> Problems:
• A. In the incident capture design document below, what format do the incident files use?
• B. Reproduce the incident capture design document word for word, between "Problem Statement" and "later content generation.", inclusive.

> Reading passage:
_ _ _
📄 INCIDENT_SYSTEM_DESIGN.md 4,799 bytes Apr 23, 2026 📋 Raw

Incident Capture System — Design Document

Problem Statement

The V2 content pipeline produces fiction when fed hallucinated briefs. Real incident data produces authentic, grounded content. We need a system to capture real struggles as they happen for later content generation.

Architecture

Incident Happens  Log to incidents/  Convert to brief  Feed to pipeline
                                                         
   CLI tool                                         Generate content
                                                         
   Matt types `log-incident`                      Human reviews, publishes

File Structure

~/.openclaw/workspace-socrates/incidents/
├── 2026-04-23-cloudflare-error-1033.md      # Real incident
├── 2026-04-22-magic-wand-auth-failure.md    # Another real incident
└── 2026-04-20-radicale-migration.md          # Migration struggle

Format: YAML frontmatter + Markdown body

Incident File Format

---
title: "Cloudflare Error 1033 on notes.hoffdesk.com"
date: "2026-04-23T01:55:33Z"
systems:
  - cloudflared
  - uvicorn
  - systemd
  - Cloudflare Tunnel
error: "Error 1033: Cloudflare can't reach origin"
_ _ _
> Data provided:
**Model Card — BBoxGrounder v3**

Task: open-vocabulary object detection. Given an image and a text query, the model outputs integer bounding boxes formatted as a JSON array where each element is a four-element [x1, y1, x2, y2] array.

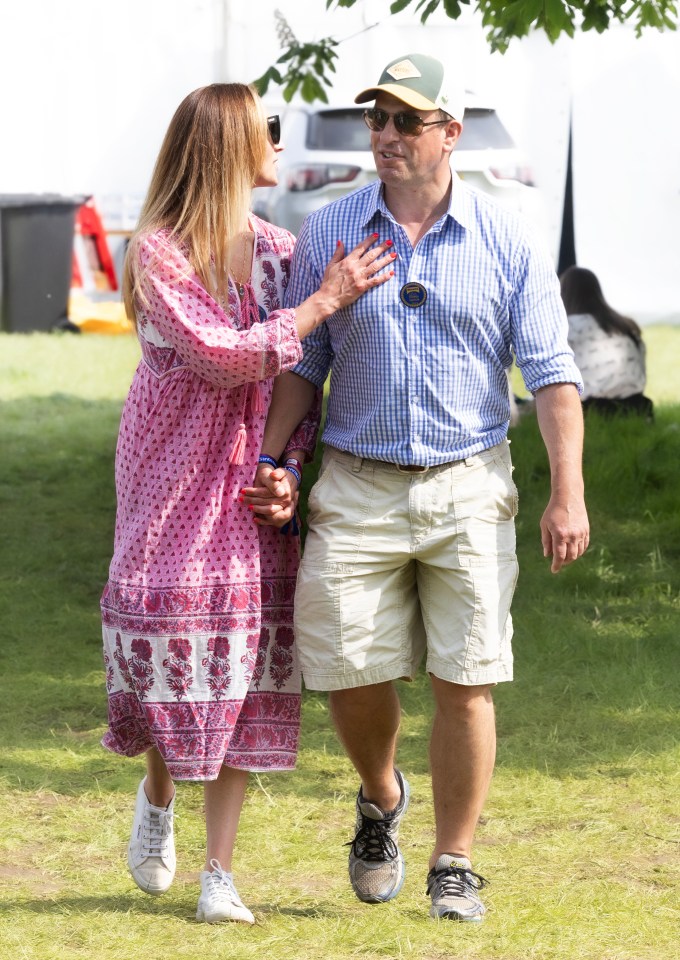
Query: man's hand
[[239, 463, 299, 527], [541, 497, 590, 573], [536, 383, 590, 573]]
_ _ _
> Problem solutions:
• A. YAML frontmatter plus a Markdown body.

• B.
Problem Statement

The V2 content pipeline produces fiction when fed hallucinated briefs. Real incident data produces authentic, grounded content. We need a system to capture real struggles as they happen for later content generation.